* **Stored records**
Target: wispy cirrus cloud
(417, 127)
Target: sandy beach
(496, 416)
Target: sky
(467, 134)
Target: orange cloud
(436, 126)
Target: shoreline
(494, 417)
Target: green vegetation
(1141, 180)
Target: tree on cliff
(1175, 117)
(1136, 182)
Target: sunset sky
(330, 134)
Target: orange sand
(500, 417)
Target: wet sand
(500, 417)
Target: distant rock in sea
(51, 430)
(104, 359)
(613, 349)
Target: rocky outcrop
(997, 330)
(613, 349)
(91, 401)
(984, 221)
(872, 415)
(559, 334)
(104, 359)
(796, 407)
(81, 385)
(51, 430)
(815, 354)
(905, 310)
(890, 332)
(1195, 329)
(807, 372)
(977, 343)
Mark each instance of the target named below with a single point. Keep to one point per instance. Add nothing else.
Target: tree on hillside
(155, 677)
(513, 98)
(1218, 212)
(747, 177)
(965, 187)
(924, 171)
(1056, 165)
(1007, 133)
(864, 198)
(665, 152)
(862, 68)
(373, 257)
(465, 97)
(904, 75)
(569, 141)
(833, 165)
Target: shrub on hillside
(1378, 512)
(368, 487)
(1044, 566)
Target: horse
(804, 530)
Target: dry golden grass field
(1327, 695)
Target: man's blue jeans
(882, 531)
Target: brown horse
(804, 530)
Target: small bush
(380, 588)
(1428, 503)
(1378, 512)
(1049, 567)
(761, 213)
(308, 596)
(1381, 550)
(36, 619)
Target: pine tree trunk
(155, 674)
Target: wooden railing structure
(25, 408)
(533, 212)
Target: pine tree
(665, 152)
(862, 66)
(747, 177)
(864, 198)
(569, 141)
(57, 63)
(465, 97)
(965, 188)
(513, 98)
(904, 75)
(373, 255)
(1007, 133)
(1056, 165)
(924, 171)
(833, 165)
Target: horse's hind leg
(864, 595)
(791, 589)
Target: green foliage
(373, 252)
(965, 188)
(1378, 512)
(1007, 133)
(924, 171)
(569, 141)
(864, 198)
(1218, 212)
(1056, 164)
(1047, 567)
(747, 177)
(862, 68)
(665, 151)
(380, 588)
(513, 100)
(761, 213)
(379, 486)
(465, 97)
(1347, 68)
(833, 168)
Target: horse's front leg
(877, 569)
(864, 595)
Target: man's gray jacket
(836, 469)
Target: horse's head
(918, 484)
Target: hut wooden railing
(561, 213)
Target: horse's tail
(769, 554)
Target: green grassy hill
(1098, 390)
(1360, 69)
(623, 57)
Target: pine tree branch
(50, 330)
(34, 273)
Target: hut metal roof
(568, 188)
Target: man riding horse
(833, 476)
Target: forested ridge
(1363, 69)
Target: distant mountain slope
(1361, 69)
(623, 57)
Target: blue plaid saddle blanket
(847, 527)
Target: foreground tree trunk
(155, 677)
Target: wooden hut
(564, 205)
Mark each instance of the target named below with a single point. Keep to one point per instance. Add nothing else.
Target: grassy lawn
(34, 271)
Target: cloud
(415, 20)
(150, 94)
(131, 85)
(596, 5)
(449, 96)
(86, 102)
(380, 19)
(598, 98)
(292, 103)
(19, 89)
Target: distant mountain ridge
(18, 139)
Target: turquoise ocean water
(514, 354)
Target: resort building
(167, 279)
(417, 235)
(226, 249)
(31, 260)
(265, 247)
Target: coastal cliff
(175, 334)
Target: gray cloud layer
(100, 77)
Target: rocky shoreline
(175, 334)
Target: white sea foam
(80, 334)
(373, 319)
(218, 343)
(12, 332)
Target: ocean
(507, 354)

* **Given exercise**
Format every line of the records above as a JSON list of strings, one string per line, leaving out any blank lines.

* **Solution below**
[
  "Target: wispy cirrus cloud",
  "(417, 127)",
  "Target: sandy beach",
  "(496, 416)",
  "Target: sky",
  "(467, 134)",
  "Target: orange cloud",
  "(436, 126)",
  "Target: shoreline",
  "(494, 417)",
  "Target: green vegetation",
  "(1141, 180)",
  "Target: tree on cliff",
  "(1175, 117)",
  "(1136, 182)",
  "Target: sunset sky",
  "(330, 134)",
  "Target: orange sand",
  "(500, 417)",
  "Target: wet sand",
  "(500, 417)",
  "Target: distant rock in sea",
  "(51, 430)",
  "(104, 359)",
  "(613, 349)",
  "Target: rocky outcrop",
  "(997, 330)",
  "(613, 349)",
  "(91, 401)",
  "(984, 221)",
  "(872, 415)",
  "(559, 334)",
  "(104, 359)",
  "(796, 407)",
  "(81, 385)",
  "(51, 430)",
  "(815, 354)",
  "(905, 310)",
  "(890, 332)",
  "(1195, 329)",
  "(807, 372)",
  "(977, 343)",
  "Mark each instance of the target named below with a single point. Keep to one point per instance. Add nothing else.",
  "Target: tree on hillside",
  "(155, 677)",
  "(513, 98)",
  "(1218, 212)",
  "(747, 177)",
  "(965, 187)",
  "(924, 171)",
  "(1056, 165)",
  "(1007, 133)",
  "(864, 198)",
  "(665, 152)",
  "(862, 68)",
  "(373, 257)",
  "(465, 97)",
  "(904, 75)",
  "(569, 141)",
  "(833, 165)",
  "Target: shrub on hillside",
  "(1378, 512)",
  "(368, 487)",
  "(1044, 566)",
  "Target: horse",
  "(804, 530)",
  "Target: dry golden grass field",
  "(1327, 695)",
  "Target: man's blue jeans",
  "(882, 531)",
  "Target: brown horse",
  "(804, 530)",
  "Target: small bush",
  "(380, 588)",
  "(1428, 503)",
  "(1378, 512)",
  "(1049, 567)",
  "(761, 213)",
  "(308, 596)",
  "(1381, 550)",
  "(36, 619)",
  "Target: pine tree trunk",
  "(155, 674)",
  "Target: wooden railing structure",
  "(25, 408)",
  "(533, 212)",
  "Target: pine tree",
  "(665, 152)",
  "(862, 66)",
  "(747, 177)",
  "(864, 198)",
  "(569, 141)",
  "(57, 63)",
  "(465, 97)",
  "(965, 188)",
  "(513, 98)",
  "(904, 75)",
  "(373, 255)",
  "(1007, 133)",
  "(1056, 165)",
  "(924, 171)",
  "(833, 165)",
  "Target: horse's hind leg",
  "(864, 595)",
  "(791, 589)",
  "Target: green foliage",
  "(373, 252)",
  "(965, 188)",
  "(1378, 512)",
  "(1007, 133)",
  "(924, 171)",
  "(569, 141)",
  "(864, 198)",
  "(1218, 212)",
  "(1056, 164)",
  "(1047, 567)",
  "(747, 177)",
  "(862, 68)",
  "(665, 151)",
  "(380, 588)",
  "(513, 100)",
  "(761, 213)",
  "(379, 486)",
  "(465, 97)",
  "(1347, 68)",
  "(833, 168)",
  "Target: horse's front leg",
  "(877, 569)",
  "(864, 595)",
  "Target: man's gray jacket",
  "(836, 469)",
  "Target: horse's head",
  "(918, 484)",
  "Target: hut wooden railing",
  "(561, 213)",
  "Target: horse's tail",
  "(769, 554)",
  "Target: green grassy hill",
  "(1098, 390)",
  "(1360, 69)",
  "(623, 57)",
  "Target: pine tree branch",
  "(50, 330)",
  "(34, 273)",
  "Target: hut metal roof",
  "(568, 188)",
  "Target: man riding horse",
  "(833, 476)",
  "Target: forested ridge",
  "(1363, 69)",
  "Target: distant mountain slope",
  "(1361, 69)",
  "(623, 57)",
  "Target: blue plaid saddle blanket",
  "(847, 527)",
  "Target: foreground tree trunk",
  "(155, 677)",
  "Target: wooden hut",
  "(564, 205)",
  "Mark each instance of the target named below with a single point. Keep to one point per instance. Add nothing else.",
  "Target: grassy lawn",
  "(34, 271)",
  "Target: cloud",
  "(415, 20)",
  "(150, 94)",
  "(131, 85)",
  "(596, 5)",
  "(449, 96)",
  "(86, 102)",
  "(380, 19)",
  "(598, 98)",
  "(292, 103)",
  "(19, 89)",
  "Target: distant mountain ridge",
  "(18, 139)",
  "Target: turquoise ocean water",
  "(514, 354)",
  "Target: resort building",
  "(167, 279)",
  "(417, 235)",
  "(226, 249)",
  "(31, 260)",
  "(265, 247)",
  "Target: coastal cliff",
  "(175, 334)",
  "Target: gray cloud layer",
  "(100, 77)",
  "Target: rocky shoreline",
  "(175, 334)",
  "Target: white sea foam",
  "(80, 334)",
  "(373, 319)",
  "(218, 343)",
  "(12, 332)",
  "Target: ocean",
  "(507, 354)"
]